━━━━━ Extrait sélectionné

L'interrogatoire peut alors commencer. Les hommes se présentent comme des membres d'une unité spéciale. Ils disent à C. qu'ils ont le droit de tuer. C. voit leur Sig Sauer, le revolver utilisé par la police.
Les ravisseurs lui disent qu'il le soupçonne de faire partie d'un réseau terroriste, d'être en lien avec un homme recherché par les forces de l'ordre, lui intiment l'ordre de donner le nom de ses locataires, le montant de leur loyer, de parler de sa compagne Nora, de sa famille, de ses amis, de ses relations, de son notaire, de son livret de famille.
Pendant des heures, C. est assailli de questions. Il se demande si une garde à vue peut ressembler à cela. On exige ses codes de cartes bancaires.
Après quelque temps, les hommes emmènent C. dans la petite cuisine de d'une maison inhabitée. Il fait tout noir. C. est posé sur le tabouret: «Nous nous sommes aperçus que vous n'avez financé aucun réseau terroriste, mais, ajoutent-ils, ces services ont engendré des frais. Deux millions d'euros.» C. réalise qu'il n'a jamais eu affaire à des policiers.

━━━━━━━━━━

→ **Travail demandé**
- 1) Reproduisez fidèlement le passage de l'extrait qui débute aux mots «Les ravisseurs lui» et se termine après les mots «livret de famille.».
- 2) Traduisez en anglais la phrase suivante de l'extrait : « C. réalise qu'il n'a jamais eu affaire à des policiers. »
- 3) D'après l'extrait, les affirmations suivantes sont-elles exactes ? Répondez par oui ou non en citant mot pour mot le passage qui tranche. (a) Les hommes se présentent comme membres d'une unité spéciale. (b) La cuisine où C. est emmené est éclairée. (c) Les ravisseurs réclament trois millions d'euros.

━━━━━ Données fournies

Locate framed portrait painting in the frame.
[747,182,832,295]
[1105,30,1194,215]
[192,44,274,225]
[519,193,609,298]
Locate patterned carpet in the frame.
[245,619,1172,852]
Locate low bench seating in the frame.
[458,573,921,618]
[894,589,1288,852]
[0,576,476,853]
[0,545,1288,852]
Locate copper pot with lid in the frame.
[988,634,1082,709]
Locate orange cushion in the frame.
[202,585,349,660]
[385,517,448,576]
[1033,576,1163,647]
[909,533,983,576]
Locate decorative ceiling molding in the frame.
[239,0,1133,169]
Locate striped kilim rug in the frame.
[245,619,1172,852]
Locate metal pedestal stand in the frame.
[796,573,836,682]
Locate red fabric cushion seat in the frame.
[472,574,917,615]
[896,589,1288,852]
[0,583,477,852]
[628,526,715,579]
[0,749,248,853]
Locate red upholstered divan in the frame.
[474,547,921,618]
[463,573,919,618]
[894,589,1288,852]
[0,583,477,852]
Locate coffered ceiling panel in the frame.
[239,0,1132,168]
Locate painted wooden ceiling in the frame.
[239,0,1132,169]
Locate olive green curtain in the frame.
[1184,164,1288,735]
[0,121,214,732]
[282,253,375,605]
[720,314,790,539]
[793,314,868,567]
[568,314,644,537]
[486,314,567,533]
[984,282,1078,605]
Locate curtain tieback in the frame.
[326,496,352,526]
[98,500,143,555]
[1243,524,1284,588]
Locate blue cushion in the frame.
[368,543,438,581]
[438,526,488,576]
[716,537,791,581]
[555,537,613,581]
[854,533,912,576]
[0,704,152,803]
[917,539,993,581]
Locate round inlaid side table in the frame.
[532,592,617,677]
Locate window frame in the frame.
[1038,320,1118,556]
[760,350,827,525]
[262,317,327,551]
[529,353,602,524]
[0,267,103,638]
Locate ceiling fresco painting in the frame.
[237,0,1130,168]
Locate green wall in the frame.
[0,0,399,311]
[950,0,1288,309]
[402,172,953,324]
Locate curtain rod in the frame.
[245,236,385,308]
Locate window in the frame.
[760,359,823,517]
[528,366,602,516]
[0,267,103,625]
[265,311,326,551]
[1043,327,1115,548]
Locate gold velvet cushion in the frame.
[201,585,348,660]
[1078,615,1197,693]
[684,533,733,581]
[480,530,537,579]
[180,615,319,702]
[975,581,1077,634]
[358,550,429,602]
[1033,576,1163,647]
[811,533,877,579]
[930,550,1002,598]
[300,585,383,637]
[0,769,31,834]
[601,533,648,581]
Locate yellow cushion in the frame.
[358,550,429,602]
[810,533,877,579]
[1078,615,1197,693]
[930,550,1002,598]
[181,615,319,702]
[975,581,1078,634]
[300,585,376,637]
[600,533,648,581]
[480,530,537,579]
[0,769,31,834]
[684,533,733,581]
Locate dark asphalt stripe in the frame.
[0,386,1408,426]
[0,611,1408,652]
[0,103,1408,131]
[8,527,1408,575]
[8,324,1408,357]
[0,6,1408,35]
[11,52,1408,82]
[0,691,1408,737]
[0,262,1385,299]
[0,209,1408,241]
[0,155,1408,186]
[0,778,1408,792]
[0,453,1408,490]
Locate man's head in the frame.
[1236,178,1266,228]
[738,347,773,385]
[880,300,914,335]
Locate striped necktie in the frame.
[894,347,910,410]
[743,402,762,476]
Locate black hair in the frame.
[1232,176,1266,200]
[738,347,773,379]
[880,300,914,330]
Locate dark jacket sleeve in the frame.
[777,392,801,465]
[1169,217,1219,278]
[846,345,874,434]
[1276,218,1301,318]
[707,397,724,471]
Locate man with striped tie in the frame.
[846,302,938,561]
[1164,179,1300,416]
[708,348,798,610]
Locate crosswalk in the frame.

━━━━━━━━━━

→ **Réponses par consigne**
- 1)
Les ravisseurs lui disent qu'il le soupçonne de faire partie d'un réseau terroriste, d'être en lien avec un homme recherché par les forces de l'ordre, lui intiment l'ordre de donner le nom de ses locataires, le montant de leur loyer, de parler de sa compagne Nora, de sa famille, de ses amis, de ses relations, de son notaire, de son livret de famille.

- 2) C. realizes that he has never been dealing with police officers.

- 3)
(a) Oui : « Les hommes se présentent comme des membres d'une unité spéciale. »
(b) Non : « Il fait tout noir. »
(c) Non : « Deux millions d'euros. »